(What the task asks) Arrange every line of the records below as a numbered list, leaving out any blank lines.

#####

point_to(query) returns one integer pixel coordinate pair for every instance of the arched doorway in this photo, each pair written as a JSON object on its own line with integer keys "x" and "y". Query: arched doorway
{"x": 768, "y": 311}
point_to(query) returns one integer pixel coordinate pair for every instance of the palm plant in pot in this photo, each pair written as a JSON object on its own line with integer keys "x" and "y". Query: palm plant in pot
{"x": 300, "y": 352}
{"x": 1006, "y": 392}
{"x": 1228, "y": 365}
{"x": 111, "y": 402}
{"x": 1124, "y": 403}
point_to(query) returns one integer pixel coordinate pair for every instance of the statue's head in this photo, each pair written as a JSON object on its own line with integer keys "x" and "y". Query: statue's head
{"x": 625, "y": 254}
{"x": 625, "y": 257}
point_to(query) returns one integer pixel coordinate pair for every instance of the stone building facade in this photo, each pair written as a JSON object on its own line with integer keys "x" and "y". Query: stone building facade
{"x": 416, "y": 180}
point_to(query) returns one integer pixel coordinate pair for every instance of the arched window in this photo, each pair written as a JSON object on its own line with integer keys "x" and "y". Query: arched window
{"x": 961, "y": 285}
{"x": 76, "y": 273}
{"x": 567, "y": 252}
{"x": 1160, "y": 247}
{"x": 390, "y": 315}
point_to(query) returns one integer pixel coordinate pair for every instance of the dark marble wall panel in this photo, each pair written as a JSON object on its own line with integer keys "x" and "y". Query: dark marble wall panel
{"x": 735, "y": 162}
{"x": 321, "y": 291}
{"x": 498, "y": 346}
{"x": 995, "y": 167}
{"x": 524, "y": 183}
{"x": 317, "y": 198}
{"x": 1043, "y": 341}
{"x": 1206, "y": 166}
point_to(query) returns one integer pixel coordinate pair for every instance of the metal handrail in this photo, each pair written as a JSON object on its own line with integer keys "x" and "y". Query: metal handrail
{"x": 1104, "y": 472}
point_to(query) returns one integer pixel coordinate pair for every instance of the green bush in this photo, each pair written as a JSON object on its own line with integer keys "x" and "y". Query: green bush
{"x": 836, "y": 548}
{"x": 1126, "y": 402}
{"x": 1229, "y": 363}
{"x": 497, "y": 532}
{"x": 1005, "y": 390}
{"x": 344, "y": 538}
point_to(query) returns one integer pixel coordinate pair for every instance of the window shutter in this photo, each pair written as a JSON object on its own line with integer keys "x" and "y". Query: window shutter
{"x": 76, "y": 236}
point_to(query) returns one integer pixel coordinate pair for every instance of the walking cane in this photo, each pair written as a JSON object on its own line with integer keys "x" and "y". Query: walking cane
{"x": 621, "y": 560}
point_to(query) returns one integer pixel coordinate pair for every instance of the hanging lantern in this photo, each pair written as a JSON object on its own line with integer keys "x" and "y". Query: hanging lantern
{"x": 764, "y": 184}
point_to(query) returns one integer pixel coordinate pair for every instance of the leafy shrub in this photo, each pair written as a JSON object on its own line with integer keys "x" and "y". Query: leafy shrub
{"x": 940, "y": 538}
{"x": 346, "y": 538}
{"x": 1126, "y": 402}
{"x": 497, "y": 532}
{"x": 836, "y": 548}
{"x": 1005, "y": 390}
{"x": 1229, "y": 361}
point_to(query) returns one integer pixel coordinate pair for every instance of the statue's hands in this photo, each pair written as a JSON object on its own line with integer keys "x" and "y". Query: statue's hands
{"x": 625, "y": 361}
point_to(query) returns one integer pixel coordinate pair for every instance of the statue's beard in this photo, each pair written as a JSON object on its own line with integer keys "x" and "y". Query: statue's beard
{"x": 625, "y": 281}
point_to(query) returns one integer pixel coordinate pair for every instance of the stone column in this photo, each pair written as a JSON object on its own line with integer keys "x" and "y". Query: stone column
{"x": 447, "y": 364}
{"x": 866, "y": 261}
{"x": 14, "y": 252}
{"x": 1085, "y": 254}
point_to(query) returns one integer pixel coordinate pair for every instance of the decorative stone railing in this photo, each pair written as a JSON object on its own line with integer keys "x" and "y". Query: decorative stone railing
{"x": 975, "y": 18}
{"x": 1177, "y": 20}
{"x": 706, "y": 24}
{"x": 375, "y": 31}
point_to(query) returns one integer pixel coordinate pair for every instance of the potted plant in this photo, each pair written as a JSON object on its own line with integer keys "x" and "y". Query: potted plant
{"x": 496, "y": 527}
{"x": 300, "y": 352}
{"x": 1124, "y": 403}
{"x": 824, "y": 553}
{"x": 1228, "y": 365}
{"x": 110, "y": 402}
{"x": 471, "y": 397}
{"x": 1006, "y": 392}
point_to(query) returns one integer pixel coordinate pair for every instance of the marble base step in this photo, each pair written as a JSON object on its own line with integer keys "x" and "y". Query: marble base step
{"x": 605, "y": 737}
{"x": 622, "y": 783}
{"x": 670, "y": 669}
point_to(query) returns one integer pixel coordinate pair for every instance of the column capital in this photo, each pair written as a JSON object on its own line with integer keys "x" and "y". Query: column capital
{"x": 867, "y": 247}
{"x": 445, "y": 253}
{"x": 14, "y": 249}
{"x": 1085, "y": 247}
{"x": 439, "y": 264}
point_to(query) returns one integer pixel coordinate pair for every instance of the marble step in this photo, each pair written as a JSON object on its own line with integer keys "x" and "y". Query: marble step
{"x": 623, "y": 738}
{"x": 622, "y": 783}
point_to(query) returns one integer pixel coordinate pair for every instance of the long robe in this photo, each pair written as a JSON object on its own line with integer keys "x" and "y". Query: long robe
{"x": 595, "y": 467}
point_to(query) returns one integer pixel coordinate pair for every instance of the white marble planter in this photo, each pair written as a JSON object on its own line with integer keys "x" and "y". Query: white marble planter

#####

(Solution to this task)
1. point_to(query) returns one integer pixel coordinate pair for every instance of the arched doorway in this photo, each pair written as a JSON object on its own line with integer keys "x" and "y". Query: arched doorway
2. {"x": 768, "y": 311}
3. point_to(query) returns one integer pixel coordinate pair for every instance of the palm plant in pot in this photo, each pair written as a JSON object on its own line with integer keys "x" and "y". Query: palm plant in pot
4. {"x": 300, "y": 352}
5. {"x": 1006, "y": 392}
6. {"x": 1228, "y": 365}
7. {"x": 111, "y": 402}
8. {"x": 1124, "y": 403}
9. point_to(query) returns one integer pixel coordinate pair for every instance of the statue's head in this photo, each pair written as a JSON object on its own line with integer keys "x" and "y". Query: statue's head
10. {"x": 625, "y": 254}
11. {"x": 625, "y": 257}
12. point_to(query) returns one integer pixel coordinate pair for every instance of the stone building facade in this photo, each pair written as a JSON object on its own line with integer keys "x" and "y". Query: stone building facade
13. {"x": 416, "y": 180}
14. point_to(query) returns one integer pixel coordinate pair for every instance of the arched window in this photo, each pair written as a JSON object on its own line with integer keys "x" and "y". Query: arched window
15. {"x": 961, "y": 285}
16. {"x": 76, "y": 273}
17. {"x": 567, "y": 252}
18. {"x": 1160, "y": 247}
19. {"x": 390, "y": 315}
20. point_to(query) returns one integer pixel coordinate pair for every instance of the dark marble wall panel in this photo, each pair written as a JSON object on its own line with integer keys "x" and "y". Query: dark marble wall panel
21. {"x": 735, "y": 162}
22. {"x": 321, "y": 291}
23. {"x": 498, "y": 346}
24. {"x": 995, "y": 167}
25. {"x": 524, "y": 183}
26. {"x": 317, "y": 198}
27. {"x": 1043, "y": 341}
28. {"x": 1206, "y": 166}
29. point_to(query) returns one integer pixel coordinate pair for every instance of the metal handrail in this photo, each pair written as a JSON object on its own line with integer keys "x" and "y". Query: metal handrail
30. {"x": 1104, "y": 472}
31. point_to(query) returns one integer pixel coordinate pair for every instance of the green bush in this photo, each pair written as a JSON object on its own line with integer keys "x" and "y". Query: green bush
32. {"x": 836, "y": 548}
33. {"x": 1126, "y": 402}
34. {"x": 1229, "y": 363}
35. {"x": 497, "y": 532}
36. {"x": 1005, "y": 390}
37. {"x": 344, "y": 538}
38. point_to(query) returns one integer pixel coordinate pair for every instance of the window shutter in this photo, each pair written as a JSON object on its own line with integer keys "x" and "y". Query: window shutter
39. {"x": 76, "y": 236}
40. point_to(query) returns one integer pixel coordinate pair for every instance of the walking cane in this photo, each pair written as a JSON object on its own line with integer keys "x" and "y". Query: walking cane
41. {"x": 621, "y": 560}
42. point_to(query) returns one integer pixel coordinate pair for every instance of the hanging lantern in this photo, each pair written as a JSON object on its own line with integer keys "x" and "y". Query: hanging lantern
43. {"x": 764, "y": 184}
44. point_to(query) returns one integer pixel coordinate pair for every instance of the leafy shrub in this photo, each pair written as a JSON object on its own line with integer keys "x" and "y". Query: leafy shrub
45. {"x": 940, "y": 538}
46. {"x": 346, "y": 538}
47. {"x": 1126, "y": 402}
48. {"x": 497, "y": 532}
49. {"x": 836, "y": 548}
50. {"x": 1005, "y": 390}
51. {"x": 1229, "y": 361}
52. point_to(query) returns one integer pixel coordinate pair for every instance of the statue's hands in this photo, each pair written as a JSON object on its own line with integer keys "x" and "y". Query: statue's hands
53. {"x": 625, "y": 361}
54. point_to(query) returns one integer pixel coordinate pair for every instance of the statue's beard in this photo, each pair written as a JSON object on its own line with integer keys "x" and "y". Query: statue's beard
55. {"x": 625, "y": 281}
56. point_to(query) returns one integer pixel coordinate pair for every instance of the stone column in this photo, each pair written as a JSON object on its own line with integer keys "x" and "y". Query: stone column
57. {"x": 447, "y": 364}
58. {"x": 866, "y": 261}
59. {"x": 14, "y": 252}
60. {"x": 1085, "y": 254}
61. point_to(query) returns one integer pixel coordinate pair for every instance of the decorative stone railing in this photo, each pair written as a JSON object on its own line with integer keys "x" and "y". Query: decorative stone railing
62. {"x": 975, "y": 18}
63. {"x": 1177, "y": 20}
64. {"x": 706, "y": 24}
65. {"x": 375, "y": 31}
66. point_to(query) returns one integer pixel coordinate pair for every instance of the potted plant in this photo, each pair written as a JSON object on its own line with integer keys "x" and "y". Query: potted plant
67. {"x": 496, "y": 527}
68. {"x": 300, "y": 352}
69. {"x": 1124, "y": 403}
70. {"x": 824, "y": 553}
71. {"x": 1228, "y": 365}
72. {"x": 110, "y": 402}
73. {"x": 471, "y": 397}
74. {"x": 1006, "y": 392}
75. point_to(query) returns one integer pixel coordinate pair for every instance of the marble base step in this photo, each pair written as a JSON object on its own line with integer keys "x" and "y". Query: marble base step
76. {"x": 605, "y": 737}
77. {"x": 622, "y": 783}
78. {"x": 670, "y": 669}
79. point_to(query) returns one integer pixel coordinate pair for every instance of the column capital in this photo, each pair written as a JSON object on its own line with integer keys "x" and "y". Query: column capital
80. {"x": 867, "y": 247}
81. {"x": 445, "y": 253}
82. {"x": 14, "y": 249}
83. {"x": 1085, "y": 247}
84. {"x": 439, "y": 264}
85. point_to(query) returns one integer pixel coordinate pair for every instance of the marble step in this photo, each pair written as a JSON object on its own line with integer keys "x" and "y". Query: marble step
86. {"x": 623, "y": 738}
87. {"x": 622, "y": 783}
88. point_to(query) returns one integer pixel coordinate pair for every instance of the long robe in this photo, each pair written as a JSON object on its own line with integer keys "x" and "y". Query: long robe
89. {"x": 595, "y": 467}
90. point_to(query) returns one integer pixel coordinate pair for every instance of the white marble planter in this photo, each pair written as a JSON object on its own line with integer keys "x" and "y". Query: white marble planter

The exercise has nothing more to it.